#### STORED RECORDS

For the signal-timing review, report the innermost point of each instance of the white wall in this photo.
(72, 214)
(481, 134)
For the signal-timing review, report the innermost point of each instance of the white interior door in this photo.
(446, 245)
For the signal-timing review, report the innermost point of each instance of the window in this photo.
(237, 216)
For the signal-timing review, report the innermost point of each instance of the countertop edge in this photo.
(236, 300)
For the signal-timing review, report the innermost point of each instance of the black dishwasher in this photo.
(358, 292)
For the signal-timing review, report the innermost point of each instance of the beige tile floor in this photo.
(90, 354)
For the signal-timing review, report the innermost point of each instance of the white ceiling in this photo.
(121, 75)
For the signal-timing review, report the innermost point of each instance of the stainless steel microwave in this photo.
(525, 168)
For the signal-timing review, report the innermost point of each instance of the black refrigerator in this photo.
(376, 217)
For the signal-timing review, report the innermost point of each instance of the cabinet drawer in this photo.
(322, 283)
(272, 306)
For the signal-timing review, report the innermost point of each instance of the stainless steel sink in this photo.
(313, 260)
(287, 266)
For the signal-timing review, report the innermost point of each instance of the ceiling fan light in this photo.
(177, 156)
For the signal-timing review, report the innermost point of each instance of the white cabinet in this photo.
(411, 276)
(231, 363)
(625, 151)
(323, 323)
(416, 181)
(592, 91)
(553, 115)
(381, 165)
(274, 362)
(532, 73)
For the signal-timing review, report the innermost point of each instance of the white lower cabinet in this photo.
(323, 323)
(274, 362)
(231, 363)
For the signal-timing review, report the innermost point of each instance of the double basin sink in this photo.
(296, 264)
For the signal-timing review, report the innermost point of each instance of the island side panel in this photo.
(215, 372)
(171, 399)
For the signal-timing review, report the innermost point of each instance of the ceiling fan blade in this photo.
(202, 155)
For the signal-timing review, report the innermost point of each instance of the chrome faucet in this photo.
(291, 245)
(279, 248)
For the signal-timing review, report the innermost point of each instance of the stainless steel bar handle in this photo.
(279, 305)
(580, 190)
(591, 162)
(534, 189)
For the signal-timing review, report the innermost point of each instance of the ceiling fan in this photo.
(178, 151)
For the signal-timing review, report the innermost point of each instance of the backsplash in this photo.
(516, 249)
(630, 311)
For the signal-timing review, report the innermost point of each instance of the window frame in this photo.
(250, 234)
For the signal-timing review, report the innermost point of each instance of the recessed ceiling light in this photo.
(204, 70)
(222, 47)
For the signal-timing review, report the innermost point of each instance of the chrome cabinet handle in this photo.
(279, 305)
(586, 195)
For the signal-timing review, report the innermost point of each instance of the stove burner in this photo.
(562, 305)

#### WHAT IS ASKED
Starting at the line that contains "fan light in this photo.", write out every line to the end of the entries, exactly as given.

#### EXERCISE RESPONSE
For the signal-timing review, report the innermost point of each instance of the ceiling fan light in this photo.
(177, 156)
For the signal-timing review, report the innermost point of each instance of the white cabinet in this photo.
(411, 276)
(231, 363)
(625, 151)
(323, 323)
(416, 181)
(592, 91)
(553, 115)
(381, 165)
(274, 362)
(532, 73)
For the signal-timing review, report the innermost point of each instance of the white lower cabinet in this photo.
(323, 323)
(274, 362)
(231, 363)
For the signal-timing review, report the innermost point of each instance of the double basin sink in this photo.
(296, 264)
For the signal-timing review, report the innermost point of each instance of the island side panel in this photo.
(215, 372)
(171, 399)
For the signal-timing review, report the innermost point of each instance of the ceiling fan blade in this photo.
(202, 155)
For the signal-timing review, report the innermost point of each instance of the chrome faucet in this photo.
(291, 245)
(279, 248)
For the signal-timing review, report the innermost point of each instance of the stainless steel bar handle in this photo.
(279, 305)
(580, 190)
(591, 162)
(534, 189)
For the signal-timing review, report the innermost point of each instance of the ceiling fan in this photo.
(178, 151)
For the signal-timing review, report the innermost point of each instance of the backsplash in this photo.
(516, 249)
(630, 311)
For the signal-timing review, report the innermost point of each instance of the window frame in this photo.
(250, 234)
For the signal-timing review, report the innermost point of each instance of the recessed ceiling light in this photo.
(204, 70)
(222, 47)
For the signal-timing review, report the innermost point of each instance of the chrome cabinet handle in this photo.
(279, 305)
(586, 195)
For the signal-timing review, report the innermost point of each instance of the stove burner in this photo.
(562, 305)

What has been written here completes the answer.